Text only, exactly as given: reproduce the entries below without their pictures.

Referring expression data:
>>>>

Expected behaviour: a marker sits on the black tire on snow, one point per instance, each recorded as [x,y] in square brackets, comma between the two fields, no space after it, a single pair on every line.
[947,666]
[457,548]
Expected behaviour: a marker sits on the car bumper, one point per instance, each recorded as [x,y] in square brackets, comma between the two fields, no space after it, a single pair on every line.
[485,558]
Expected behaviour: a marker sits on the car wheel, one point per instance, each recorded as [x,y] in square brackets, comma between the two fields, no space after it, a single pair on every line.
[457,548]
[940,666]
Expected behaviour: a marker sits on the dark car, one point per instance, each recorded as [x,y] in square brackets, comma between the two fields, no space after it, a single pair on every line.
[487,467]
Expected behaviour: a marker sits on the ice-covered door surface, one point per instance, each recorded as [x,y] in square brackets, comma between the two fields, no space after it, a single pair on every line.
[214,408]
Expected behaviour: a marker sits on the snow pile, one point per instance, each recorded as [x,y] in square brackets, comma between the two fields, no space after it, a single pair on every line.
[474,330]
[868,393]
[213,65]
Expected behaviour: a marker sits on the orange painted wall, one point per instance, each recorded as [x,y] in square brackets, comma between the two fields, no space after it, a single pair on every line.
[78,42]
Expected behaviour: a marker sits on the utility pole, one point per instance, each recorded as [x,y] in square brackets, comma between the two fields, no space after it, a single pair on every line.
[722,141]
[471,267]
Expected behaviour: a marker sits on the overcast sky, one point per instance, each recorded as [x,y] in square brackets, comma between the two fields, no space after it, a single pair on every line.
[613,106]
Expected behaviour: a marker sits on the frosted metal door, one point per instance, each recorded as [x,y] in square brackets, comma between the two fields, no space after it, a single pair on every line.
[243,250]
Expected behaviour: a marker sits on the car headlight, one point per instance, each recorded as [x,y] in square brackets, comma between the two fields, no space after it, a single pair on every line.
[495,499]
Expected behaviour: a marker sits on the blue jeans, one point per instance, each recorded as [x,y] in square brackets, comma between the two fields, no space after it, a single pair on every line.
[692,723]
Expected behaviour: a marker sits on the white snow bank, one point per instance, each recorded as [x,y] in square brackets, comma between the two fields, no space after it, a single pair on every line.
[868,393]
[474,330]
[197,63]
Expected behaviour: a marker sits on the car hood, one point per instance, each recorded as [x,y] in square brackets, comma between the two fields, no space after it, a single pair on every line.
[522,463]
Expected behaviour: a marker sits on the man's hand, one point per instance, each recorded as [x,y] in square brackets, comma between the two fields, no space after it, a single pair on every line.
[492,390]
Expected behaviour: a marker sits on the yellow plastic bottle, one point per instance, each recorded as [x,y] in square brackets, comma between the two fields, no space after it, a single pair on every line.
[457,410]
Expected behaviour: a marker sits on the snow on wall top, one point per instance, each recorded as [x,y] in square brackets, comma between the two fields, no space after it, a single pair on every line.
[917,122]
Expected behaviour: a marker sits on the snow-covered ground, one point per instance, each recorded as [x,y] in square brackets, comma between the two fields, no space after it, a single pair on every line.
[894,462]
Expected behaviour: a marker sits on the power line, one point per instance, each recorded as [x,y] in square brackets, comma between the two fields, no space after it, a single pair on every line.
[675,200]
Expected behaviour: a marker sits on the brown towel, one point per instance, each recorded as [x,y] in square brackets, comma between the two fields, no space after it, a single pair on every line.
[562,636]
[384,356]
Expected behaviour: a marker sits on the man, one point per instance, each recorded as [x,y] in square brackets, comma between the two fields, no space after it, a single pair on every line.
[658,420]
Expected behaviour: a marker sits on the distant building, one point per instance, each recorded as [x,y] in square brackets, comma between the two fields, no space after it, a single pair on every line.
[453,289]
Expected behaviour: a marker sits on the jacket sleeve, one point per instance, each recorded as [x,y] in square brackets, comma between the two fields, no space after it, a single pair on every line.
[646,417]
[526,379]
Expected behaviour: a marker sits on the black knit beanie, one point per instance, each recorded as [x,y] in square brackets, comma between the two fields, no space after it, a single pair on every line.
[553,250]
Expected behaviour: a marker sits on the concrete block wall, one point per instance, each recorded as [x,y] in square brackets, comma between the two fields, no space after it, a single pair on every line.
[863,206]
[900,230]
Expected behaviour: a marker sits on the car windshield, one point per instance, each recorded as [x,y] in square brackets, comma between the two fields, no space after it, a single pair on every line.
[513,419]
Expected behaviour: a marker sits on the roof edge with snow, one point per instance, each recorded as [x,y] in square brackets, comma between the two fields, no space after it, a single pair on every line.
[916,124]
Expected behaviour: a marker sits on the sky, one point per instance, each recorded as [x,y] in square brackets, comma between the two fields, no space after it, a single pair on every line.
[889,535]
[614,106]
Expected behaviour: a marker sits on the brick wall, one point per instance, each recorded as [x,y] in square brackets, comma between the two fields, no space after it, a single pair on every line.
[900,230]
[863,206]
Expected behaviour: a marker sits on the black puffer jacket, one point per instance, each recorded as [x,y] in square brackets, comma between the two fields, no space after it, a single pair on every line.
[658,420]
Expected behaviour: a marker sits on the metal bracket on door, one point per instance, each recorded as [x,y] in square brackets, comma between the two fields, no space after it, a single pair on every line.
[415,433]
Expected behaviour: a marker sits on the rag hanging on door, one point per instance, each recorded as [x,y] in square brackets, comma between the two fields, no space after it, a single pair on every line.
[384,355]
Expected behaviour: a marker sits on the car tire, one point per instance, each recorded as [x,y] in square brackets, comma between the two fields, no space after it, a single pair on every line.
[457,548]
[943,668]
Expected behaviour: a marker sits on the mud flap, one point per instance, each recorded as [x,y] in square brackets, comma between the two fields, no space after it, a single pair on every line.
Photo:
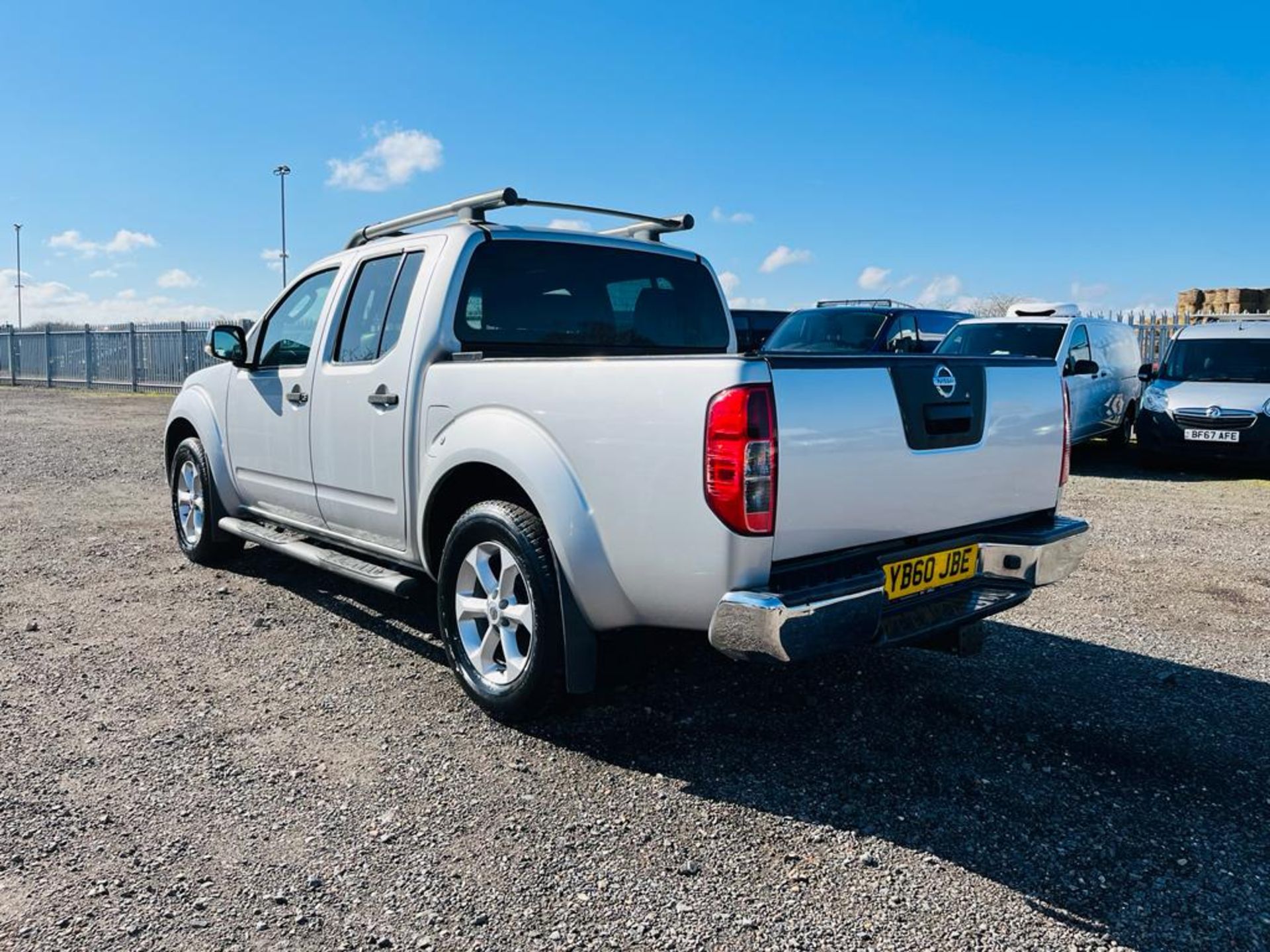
[581,649]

<<<<

## RESPONSE
Expected behaviour: a marker sits on the black tire on snow, one point per instance, each recorded as [x,y] in square brackets, comma between the two fields, no space after it, a single pair on every line.
[947,666]
[457,548]
Expected behaviour: a marker sits on the car bumper, one point per instance, each recorded as [x,y] in square brackets, comma between the two fields, no space after it, a single pair on every line.
[485,558]
Expected behaviour: a marker sits on the car wheel, one point per instance, each recorded as [x,y] in square brackets, comma between the two fields, no space after it, a single pair on every line.
[457,548]
[940,666]
Expected behaviour: a marker sits on the dark car, one point per instance, each recorded as [x,y] in square brackets, comma between the two fields, no space after it, a single pair on every line.
[487,467]
Expected behaviour: a marker sits on the ice-covered door surface, one point per instance, each recorded as [x,y] in square brackets, comma between the two fields, no space after it, a single pair on every line.
[214,408]
Expected behaviour: a marker sits on the snow pile, one point per instance, each recorded as [x,y] in square brackets, comma between the two fields, no space after it, a single pair on every line.
[474,330]
[868,393]
[213,65]
Expected behaviour: a marker sits on the orange painted wall, one point per instance, each recorded as [x,y] in square brackets, comma between the two fields, no space after it, a single pair on every line.
[78,42]
Expected behaviour: a marker sits on the utility pole, one point per instance, each recorded as [x,y] in square brackets, comma between the two fields, no space after it, a single pair on every line.
[722,141]
[471,267]
Expected behaviour: a marker sits on the overcast sky, one point per instance, each recorded as [x,y] in square brackets, comma between the two fields, no space after it, a single pair on every line.
[613,106]
Expected behaviour: a marker sits on the frosted metal door, one point per instance, each recorded as [x,y] in square brackets, comma between the two fields, no space after it, a single pair on every line.
[243,250]
Expected behaviour: a marker sits on the car headlight, one point per instance, each recorded as [x,y] in square brackets, comma between the two fields, no space after it, a single pair on every line.
[495,499]
Expected behaviour: a marker sits on the blue jeans, one point per instance, each recorded as [x,y] in square brackets, comma between the two fields, no space after it, a single pair on every line.
[692,723]
Expected behaviour: a marker sits on the white snow bank, one point per instance, each recorded as [x,y] in square brackets, comma between the two fields, no space after it, a single pair on every line.
[868,393]
[474,330]
[197,63]
Expected behaviour: a marker sits on the car hood, one point per instance, each recorded as [x,y] in square brackets, comma between the two fields, no space after it, a single pair on every line.
[522,463]
Expected behaviour: a marker sits on the man's hand, one point per instance, each recorded as [x,y] in square brackets, comma between the two fields, no space after it, a single pair on every line.
[492,390]
Expected behaviour: a marker sits on the yellow plastic bottle, one point per instance, each recorded as [x,y] in square brackets, comma between the two fields, no space after it, a single pair on every line.
[457,410]
Expected behaviour: a marker sits on the snow on wall top, one point per instance, each recorded as [x,y] in square brackets, comma between the two fields, no space after it, a single pair on every line.
[917,122]
Expected behaviour: a marker sits on the snow-covered ground, one point per instance, each recorded as [x,y] in square brackets, comma between the two fields, no space after it, a single pair on every line.
[894,462]
Expected behaviour: a marker sits on the power line, one point per instance, each recorded as [x,y] in square brackets, comma between the two fields, no space after it, a single pair on every line.
[675,200]
Expected behaviour: a marker sits on the brown towel, one point per instance, each recorded as [x,y] in square brackets, comma between the two fields, no space after it, a single pair on every line.
[562,636]
[384,356]
Expected behaviour: a marker sits on the man, one point per instance, each recorded as [x,y] in square brackets, comma between the two fields, no space after it, a single pair on every line.
[658,420]
Expected behaviour: a marker sits on the distant building, one point per instance, each recorded as [x,y] in square brackets, comma between the two fields, no space after it, a single pair on every line.
[453,289]
Expected behaviour: a marker sits on the jacket sleeve, one point per instance, each recorded as [x,y] in square brackets, comma between the two fields, no space after it, a single pair on every line.
[646,417]
[526,379]
Expected behaviour: a marker sits on the black knit beanie, one point per instance, each recorded as [x,y] in square brackets, comma between the two fields, no space after it, a single pair on every line.
[553,250]
Expected behaviour: a marker sits on the concrete block wall, one point per instance, each recorded as [x,y] in square brackets, comma between the two fields, no space after it, a single pair on every line.
[863,206]
[900,230]
Expected behaviour: a marker sits on the car windshield, one point per instance, each recorded as [x,y] in square brackets, comma between the two fields, no space after it, a single pair on every line.
[513,419]
Expected behaviour: a marker sits on the roof edge with snow, one point per instance, each recorded as [x,y] in square brackets, comma between the two fields, no space after it, a single pair on every line.
[916,124]
Expected behaviour: a marker sits on the sky, one point per instance, each recorded as [x,y] in square brackets, comma between the two fields, no space after it, a single pair on every line.
[889,535]
[614,106]
Expected behaviour: a marker sits on the brick wall, one point per instance, each recorded as [x,y] in square brackets, comma between the two fields, no space after it, a single pair on every line.
[900,230]
[863,206]
Expected behaviour: a marker sits on the black puffer jacket, one point per instance, each recorded as [x,y] in square brackets, comma between the two fields, no space after it, a single pair on every line.
[658,420]
Expected behaviour: a marker sits on the metal bracket on door, one point per instance, each recorded as [x,y] in square brackets, comma between the two fields, no space after it, a single pair on every line.
[415,433]
Expected behaviour: a marker sits on the rag hanging on door, one point per instance, each recorded as [x,y] in square brackets, comma between the two fields, no space after it, a single pair on every line.
[384,355]
Expected behaviour: a marker sits on the car tire, one point per instance, each recorded as [x,y] in square brackets, comma between the two fields, no space after it, a single pair on every line.
[457,548]
[943,668]
Expected behaviour: a marker sits on the mud flap, one point per instance, each recorded as [x,y] in square brackets, comma between the two fields, no space after it, a single pair on every line.
Photo:
[581,649]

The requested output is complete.